+++ Input data

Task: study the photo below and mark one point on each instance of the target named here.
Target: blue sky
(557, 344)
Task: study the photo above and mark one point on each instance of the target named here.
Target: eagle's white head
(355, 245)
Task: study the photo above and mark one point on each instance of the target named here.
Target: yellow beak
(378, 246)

++++++

### Exercise goal
Give every item above as a two-column CSV with the headers "instruction" and "response". Each item gets one row, with its full text and its answer each in a single quoted field and line breaks replaced by spaces.

### Full answer
instruction,response
"Task: study the photo below and mark one point on each instance of the target named here. Target: blue sky","(557, 344)"
"Task: study the photo above and mark one point on each instance of the target named here. Target: eagle's white head","(355, 245)"
"Task: study the photo above and mark one point on each instance of the target named here. Target: yellow beak","(378, 246)"